[[ Study text open ]]
Experts representing consumers, industry, government and academics gather
BY ANDREW VOWLES
Just how safe is Canada's food? The answer proves to be equivocal, even for food science professor Mansel Griffiths, director of the Canadian Research Institute for Food Safety (CRIFS) at the University of Guelph.
“We do have a fairly safe food supply in Canada,” says Griffiths. “It's not as if we have catastrophic outbreaks. When you think of Canadian food, you think of the safest food in the world.”
Lowering the risk of food-borne illness and helping to ensure that various agencies, industry and academics have a comprehensive picture of food safety in Canada are the goals of a symposium and two-day workshop he has organized in Guelph this week.
The event, which brings together experts in food safety representing consumers, industry, government and academics, is intended to discuss ideas on improving food safety and security to be shared with regulators, industry and other groups. Organizers hope to write a set of recommendations to guide regulators and governments in developing a comprehensive national food-safety strategy.
“We thought it was an opportune time to bring the interested parties together to look at the system holistically and try to identify things we're doing right and maybe things that could be improved,” says Griffiths, who holds an Industrial Dairy Chair in Microbiology.
A key improvement would see regulators and government inspectors collecting and sharing basic information about illnesses caused by contaminated food. He estimates that, for every case reported to authorities, up to 300 cases may go unreported. (Based on U.S. estimates of as many as 76 million cases of food-borne illness a year, Canada may see seven million such cases annually.)
[[ Study text closed ]]
[[ Data for review open ]]
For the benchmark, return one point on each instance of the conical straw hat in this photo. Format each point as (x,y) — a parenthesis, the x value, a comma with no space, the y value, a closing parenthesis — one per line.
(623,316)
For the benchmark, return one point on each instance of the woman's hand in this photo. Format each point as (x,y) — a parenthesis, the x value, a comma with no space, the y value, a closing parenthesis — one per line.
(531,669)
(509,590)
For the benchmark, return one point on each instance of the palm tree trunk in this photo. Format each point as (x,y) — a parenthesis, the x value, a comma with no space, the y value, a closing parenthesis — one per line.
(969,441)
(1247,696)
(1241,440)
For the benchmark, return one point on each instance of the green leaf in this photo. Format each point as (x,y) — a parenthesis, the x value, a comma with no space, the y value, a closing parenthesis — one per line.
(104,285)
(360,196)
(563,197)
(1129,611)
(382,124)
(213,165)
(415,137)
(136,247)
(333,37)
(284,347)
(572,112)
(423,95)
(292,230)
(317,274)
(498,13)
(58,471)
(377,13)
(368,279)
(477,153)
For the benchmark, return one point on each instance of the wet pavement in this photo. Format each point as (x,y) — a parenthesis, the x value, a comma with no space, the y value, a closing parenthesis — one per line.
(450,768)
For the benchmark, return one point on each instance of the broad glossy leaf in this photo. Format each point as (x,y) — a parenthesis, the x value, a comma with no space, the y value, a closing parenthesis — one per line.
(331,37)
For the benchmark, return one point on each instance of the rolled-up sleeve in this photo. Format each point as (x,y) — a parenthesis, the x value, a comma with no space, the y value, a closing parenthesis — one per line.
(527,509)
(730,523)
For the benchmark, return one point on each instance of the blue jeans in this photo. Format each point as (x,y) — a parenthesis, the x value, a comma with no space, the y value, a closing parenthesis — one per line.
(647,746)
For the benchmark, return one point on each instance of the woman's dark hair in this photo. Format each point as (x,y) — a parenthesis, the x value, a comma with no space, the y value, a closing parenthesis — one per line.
[[ Data for review closed ]]
What to work on: Reproduce the passage of the food safety article that begins at the words "The event, which" and stops after the words "national food-safety strategy.".

Answer to this task:
The event, which brings together experts in food safety representing consumers, industry, government and academics, is intended to discuss ideas on improving food safety and security to be shared with regulators, industry and other groups. Organizers hope to write a set of recommendations to guide regulators and governments in developing a comprehensive national food-safety strategy.